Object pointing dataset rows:
# # # #

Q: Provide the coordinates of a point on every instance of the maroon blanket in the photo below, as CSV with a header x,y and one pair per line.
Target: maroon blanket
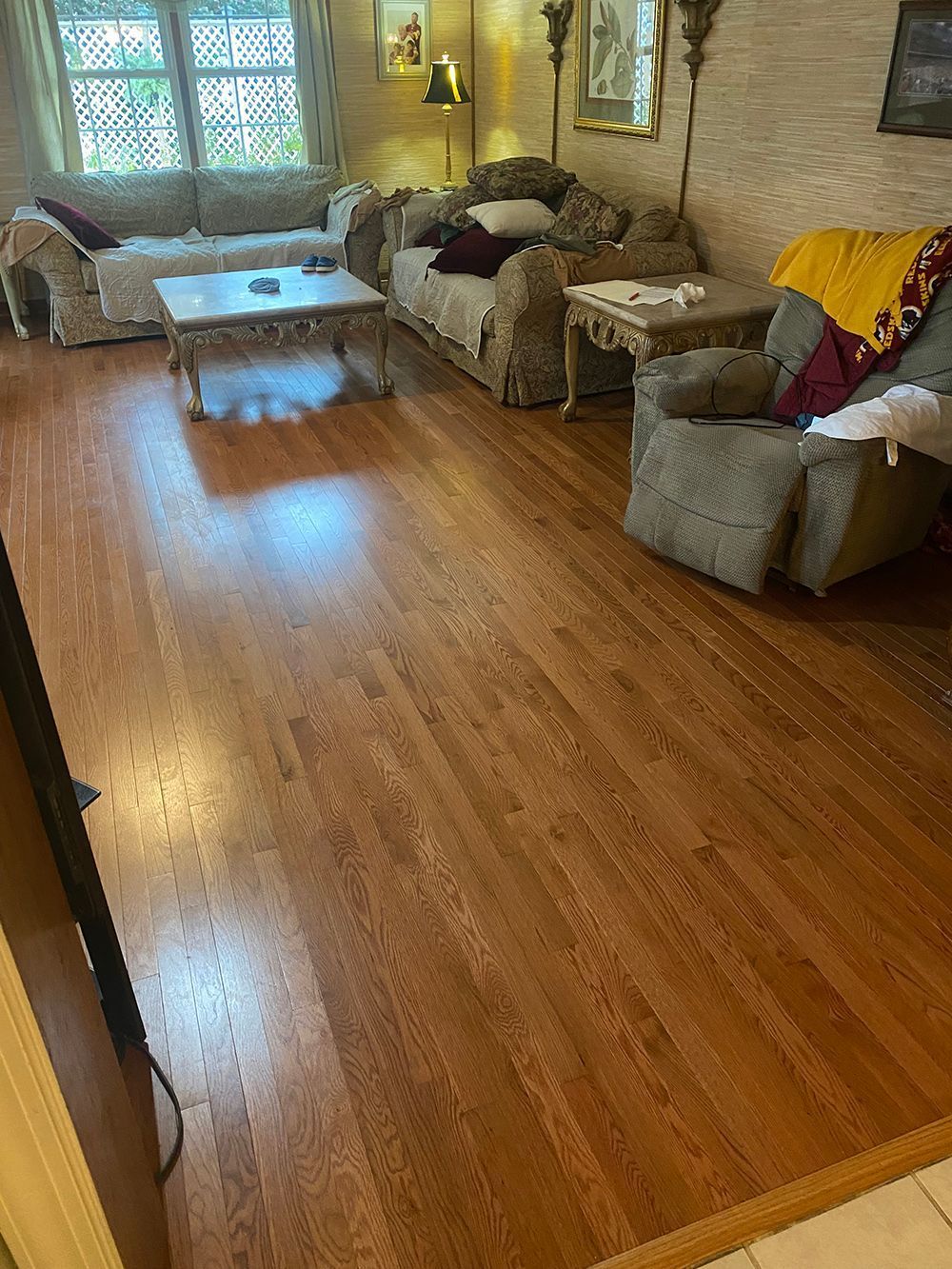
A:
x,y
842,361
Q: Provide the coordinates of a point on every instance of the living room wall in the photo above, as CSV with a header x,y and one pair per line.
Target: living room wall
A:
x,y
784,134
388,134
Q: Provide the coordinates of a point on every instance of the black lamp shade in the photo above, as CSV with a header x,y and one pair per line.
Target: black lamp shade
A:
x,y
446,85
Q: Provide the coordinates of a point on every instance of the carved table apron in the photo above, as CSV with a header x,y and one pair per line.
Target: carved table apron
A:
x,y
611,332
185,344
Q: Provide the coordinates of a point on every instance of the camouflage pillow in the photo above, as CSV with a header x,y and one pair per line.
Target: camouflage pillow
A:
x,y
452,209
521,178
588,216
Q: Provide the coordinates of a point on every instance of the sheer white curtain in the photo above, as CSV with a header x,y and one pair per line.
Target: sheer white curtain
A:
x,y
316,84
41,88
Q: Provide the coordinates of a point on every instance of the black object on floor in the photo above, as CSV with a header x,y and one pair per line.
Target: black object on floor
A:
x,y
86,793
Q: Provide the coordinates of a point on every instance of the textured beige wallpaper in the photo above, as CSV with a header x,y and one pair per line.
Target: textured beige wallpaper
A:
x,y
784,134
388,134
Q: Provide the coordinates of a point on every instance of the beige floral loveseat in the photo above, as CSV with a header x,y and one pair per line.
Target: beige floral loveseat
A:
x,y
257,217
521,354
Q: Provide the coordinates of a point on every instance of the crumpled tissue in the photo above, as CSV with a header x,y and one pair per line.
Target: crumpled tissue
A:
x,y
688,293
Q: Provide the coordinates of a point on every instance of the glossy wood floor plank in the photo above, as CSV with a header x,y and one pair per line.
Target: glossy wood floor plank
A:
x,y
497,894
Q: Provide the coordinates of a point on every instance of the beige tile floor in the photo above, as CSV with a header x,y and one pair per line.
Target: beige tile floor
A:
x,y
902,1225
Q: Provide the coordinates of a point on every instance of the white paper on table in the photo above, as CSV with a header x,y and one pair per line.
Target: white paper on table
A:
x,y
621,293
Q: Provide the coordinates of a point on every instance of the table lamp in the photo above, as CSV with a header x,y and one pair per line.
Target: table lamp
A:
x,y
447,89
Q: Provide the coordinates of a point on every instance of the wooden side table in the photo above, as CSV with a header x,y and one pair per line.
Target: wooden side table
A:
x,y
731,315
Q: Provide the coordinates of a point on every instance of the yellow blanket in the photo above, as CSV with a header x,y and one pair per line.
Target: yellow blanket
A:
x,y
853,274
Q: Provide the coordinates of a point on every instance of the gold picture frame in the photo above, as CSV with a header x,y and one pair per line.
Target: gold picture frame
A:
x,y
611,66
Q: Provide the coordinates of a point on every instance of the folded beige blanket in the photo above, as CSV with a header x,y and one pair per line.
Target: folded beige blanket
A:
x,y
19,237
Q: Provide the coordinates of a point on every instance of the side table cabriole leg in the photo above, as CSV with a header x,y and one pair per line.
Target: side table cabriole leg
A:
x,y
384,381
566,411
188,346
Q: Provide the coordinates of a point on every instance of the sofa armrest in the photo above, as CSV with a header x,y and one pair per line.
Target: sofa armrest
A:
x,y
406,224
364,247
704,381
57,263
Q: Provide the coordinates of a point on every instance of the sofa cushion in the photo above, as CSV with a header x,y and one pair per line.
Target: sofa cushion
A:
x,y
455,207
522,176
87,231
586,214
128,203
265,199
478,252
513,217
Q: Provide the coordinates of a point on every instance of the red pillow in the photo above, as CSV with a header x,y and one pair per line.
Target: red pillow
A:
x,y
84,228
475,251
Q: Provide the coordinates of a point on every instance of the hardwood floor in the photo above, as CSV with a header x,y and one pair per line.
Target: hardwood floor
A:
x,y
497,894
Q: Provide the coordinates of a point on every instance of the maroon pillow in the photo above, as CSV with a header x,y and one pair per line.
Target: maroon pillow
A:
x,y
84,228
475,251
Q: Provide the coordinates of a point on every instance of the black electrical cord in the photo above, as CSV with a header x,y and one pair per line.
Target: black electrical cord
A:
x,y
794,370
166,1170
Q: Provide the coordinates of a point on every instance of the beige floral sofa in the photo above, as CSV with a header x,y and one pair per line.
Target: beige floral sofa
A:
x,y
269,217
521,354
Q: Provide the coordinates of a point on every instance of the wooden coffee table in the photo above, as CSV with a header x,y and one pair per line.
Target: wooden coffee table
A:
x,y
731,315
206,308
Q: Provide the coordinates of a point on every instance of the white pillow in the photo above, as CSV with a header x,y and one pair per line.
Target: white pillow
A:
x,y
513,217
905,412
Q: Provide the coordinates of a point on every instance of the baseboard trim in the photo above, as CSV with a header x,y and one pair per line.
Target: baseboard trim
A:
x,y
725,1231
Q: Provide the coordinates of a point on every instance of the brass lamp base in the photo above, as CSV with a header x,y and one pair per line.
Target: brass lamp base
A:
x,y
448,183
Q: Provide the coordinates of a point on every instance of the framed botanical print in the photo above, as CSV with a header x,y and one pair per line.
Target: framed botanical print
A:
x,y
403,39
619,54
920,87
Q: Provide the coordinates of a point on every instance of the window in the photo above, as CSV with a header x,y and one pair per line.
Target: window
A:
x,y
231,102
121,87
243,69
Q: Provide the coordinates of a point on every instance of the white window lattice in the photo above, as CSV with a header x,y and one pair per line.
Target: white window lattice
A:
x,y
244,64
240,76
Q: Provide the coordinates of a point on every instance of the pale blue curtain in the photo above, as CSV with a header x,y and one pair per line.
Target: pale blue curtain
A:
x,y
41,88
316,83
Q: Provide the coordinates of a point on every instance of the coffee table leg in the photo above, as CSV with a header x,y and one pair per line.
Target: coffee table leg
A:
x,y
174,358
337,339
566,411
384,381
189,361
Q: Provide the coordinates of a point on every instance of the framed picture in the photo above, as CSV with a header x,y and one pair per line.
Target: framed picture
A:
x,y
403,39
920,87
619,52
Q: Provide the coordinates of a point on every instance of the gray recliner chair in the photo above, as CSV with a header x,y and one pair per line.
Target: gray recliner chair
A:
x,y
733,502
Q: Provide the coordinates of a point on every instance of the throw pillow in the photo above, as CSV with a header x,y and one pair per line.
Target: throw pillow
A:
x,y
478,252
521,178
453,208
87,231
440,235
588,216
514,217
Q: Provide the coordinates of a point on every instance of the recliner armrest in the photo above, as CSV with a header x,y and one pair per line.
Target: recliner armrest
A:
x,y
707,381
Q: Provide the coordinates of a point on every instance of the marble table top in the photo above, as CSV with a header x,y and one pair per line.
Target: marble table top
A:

# # # #

» WHAT YOU WILL DO
Reproduce every one of the rows above word for word, leaving the pictures out.

» TASK ANSWER
Q: Provide the coordinates of a point on every instance of the maroon blanket in the photo below, as CSV with a header x,y and one pair per line.
Target: maroon blanket
A:
x,y
842,361
Q: Provide the coordinates of a point on every instance of the living room wall in the photo above, as CSV with a header x,y and one pair per line.
Target: living room wall
A:
x,y
784,134
388,134
Q: Provide the coordinates of a point on every instance of the black lamp shade in the photo above, as CSV with a header x,y and one pair per line.
Target: black lamp shade
A:
x,y
446,85
Q: Provide the coordinates of a point on every instance of the carved table apron in the photo above, as CSV with a header x,y and one pair per line.
Target: carved table apron
A:
x,y
611,332
185,344
Q: Provide the coordinates of a point on every instance of the camouflage pillow in the photo above, as CSV with a header x,y and one pair per line.
Target: camouflage pillow
A:
x,y
452,209
521,178
588,216
Q: Provide the coordinates of a point on every instance of the sheer white curtain in the photo above, as CSV with a header x,y and one pair per line.
Target: sheer white curtain
A:
x,y
316,84
41,88
Q: Provide the coordinates of a point on every instance of the black object on floor in the photo above, as CSV with a header x,y and one pair per line.
Target: black object on floor
A:
x,y
86,793
Q: Provide the coordinates of a point on every instance of the textured beige wallpaper in the photo above, as CSV with a header x,y and one pair per line.
Target: textured beige wallpaper
A:
x,y
784,134
388,134
Q: Provide the coordinates of a point on every instance of the beige floral loveseat in the photo above, as CSV with a header x,y and one pair per line.
Target: beige floral loveseat
A:
x,y
257,217
521,354
Q: Provide the coordinates of a point on every instance of the crumpled tissue in the photo above, as CSV with a header x,y and one pair per line.
Target: crumpled tissue
A:
x,y
688,293
Q: Provide the coordinates of a point on every instance of the glossy wood floor plank in the photo above, as CSV with a header x,y and one pair per line.
Target: glossy wood floor plank
A:
x,y
497,894
Q: Provide the coordinates of a point on every instance of the beige tile floor in the photo above, as CSV with a header x,y and one pair per line.
Target: beige tile floor
A:
x,y
902,1225
Q: Provide the coordinates of a point on every instance of the white paper on table in the photo above, as CSV with a header x,y and one pair per line.
Target: white paper on table
A:
x,y
621,293
Q: Provide the coordinates of a point on every instance of the table lamp in the photo above, as CSV with a header x,y and one pair per line.
Target: table lamp
A:
x,y
447,89
Q: Provide the coordinates of a point on every instance of the wooden side table in the photo above, as CSV with a header x,y and one pair per line.
Target: wooden side table
A:
x,y
731,315
Q: Provide the coordinates of a point on every instance of the yellow blanket in the photo above, as CSV with a header x,y and one pair per line.
Target: yellow blanket
A:
x,y
853,274
Q: Provide the coordinates of a point on every instance of the gold picture frame in the photo above, as CSV with a header x,y and one pair per line.
Target: gold picture frame
A:
x,y
611,66
Q: Provide the coordinates of a point on every instance of the folded beige blanket in the photo above, as CSV with a header x,y and one pair per line.
Target: folded beige blanket
A:
x,y
19,237
Q: Provide the coordinates of a point on every instance of the side table cabriole leg in the photo above, as CSV with a header x,y and one pair per line.
Target: side table cabriole leg
A:
x,y
384,381
566,411
188,346
Q: Provide the coordinates of a point on every instance of the sofa armrest in the photo above, as CSV with a header x,y and one pair per line.
Target: sofa armrest
A:
x,y
406,224
364,247
704,381
57,263
Q: Provide the coordinates of a point on every instance of the sofa cushion in the photo above, as CSV with a header x,y and one pair per line.
Target: sofa cushion
A:
x,y
455,207
522,176
87,231
586,214
128,203
265,199
478,252
513,217
Q: Provide the coordinates of a point on every instance of the red pillow in the photo above, as CSV with a header x,y and one pair per line.
Target: red pillow
A:
x,y
84,228
475,251
Q: Provide the coordinates of a point on every instance of the hardwood floor in the photo above, as CSV with a header x,y and one pair per line.
Target: hardwood floor
A:
x,y
497,894
Q: Provide the coordinates of a point on every instance of the maroon pillow in the photo above, as CSV with a header x,y and one pair per line.
Target: maroon pillow
A:
x,y
84,228
475,251
Q: Provide the coordinates of a point on every instance of the black electrical cord in the photo above, as CSV with a header x,y and one pair per line.
Target: black electrical cord
A:
x,y
794,370
166,1170
Q: Provide the coordinates of a point on every instance of the beige floral sofa in the photo above, as CSV with a header x,y and one pair per line.
Target: beige floral sofa
A:
x,y
269,217
521,354
Q: Provide the coordinates of a point on every instance of the wooden coffee table in the photo above, as CSV with a header x,y and one pair per line.
Target: wooden coffee table
A:
x,y
731,315
206,308
Q: Provide the coordinates of a point on every instance of the white pillow in the photo above, as CSV with a header x,y and one pair per line.
Target: white pillow
A:
x,y
513,217
905,412
Q: Provide the coordinates of a point on every instance of the baseboard trim in the photo above, as CSV with a header x,y and one pair per line.
Target: baseboard trim
A:
x,y
725,1231
Q: Provide the coordinates of a point on every instance of the brass lamp base in the photo above, as CSV with a header x,y and one pair per line.
Target: brass lamp base
A:
x,y
448,183
Q: Provide the coordinates of a point on every instance of the framed botanical print in the photo above, as CSV with a header x,y and one pair per line.
Target: framed botanical print
A:
x,y
403,39
619,54
920,87
Q: Provide the coordinates of a point on every instance of the window in the photo above, as CSV with a header x,y and one pair per line.
Target: window
A:
x,y
231,102
121,87
243,69
Q: Provide the coordinates of a point on every instance of the white window lattice in the photo above, as CSV with a header x,y and one pair per line.
Target: white window lattice
A:
x,y
244,64
240,76
Q: Provide the coordinates of a point on every instance of the pale blue curtain in the photo above, as CSV with a header x,y and one pair per line.
Target: pale blue curtain
A:
x,y
41,88
316,83
Q: Provide the coordinates of a point on every instance of the coffee table leg in the photo above, as CSV with a header x,y and one pair per line.
Target: coffee table leg
A:
x,y
174,358
337,339
566,411
384,381
189,361
Q: Provide the coordinates of a point on every instance of the framed picture in the photo above, as CSV with a header x,y and one pair per line.
Target: framed picture
A:
x,y
403,39
920,87
619,52
Q: Provide the coordinates of a point on every instance of the gray recliner chair in the photo above, as CSV with a header x,y and one pair per line.
Target: gray recliner chair
A:
x,y
733,502
Q: Provide the coordinates of a point on every instance of the throw pillow in the photo above, as CSV with a header x,y and one pair per line.
Target: throw pillow
A:
x,y
478,252
521,178
453,208
87,231
440,235
588,216
514,217
Q: Provide the coordinates of a point on every instance of the recliner armrest in the photo above, as CSV with a header x,y and one pair per line.
Target: recliner armrest
A:
x,y
707,381
Q: Provide the coordinates of a point on every instance of the marble table top in the photo above, as CSV with a header x,y and one pair per line.
Target: marble table top
A:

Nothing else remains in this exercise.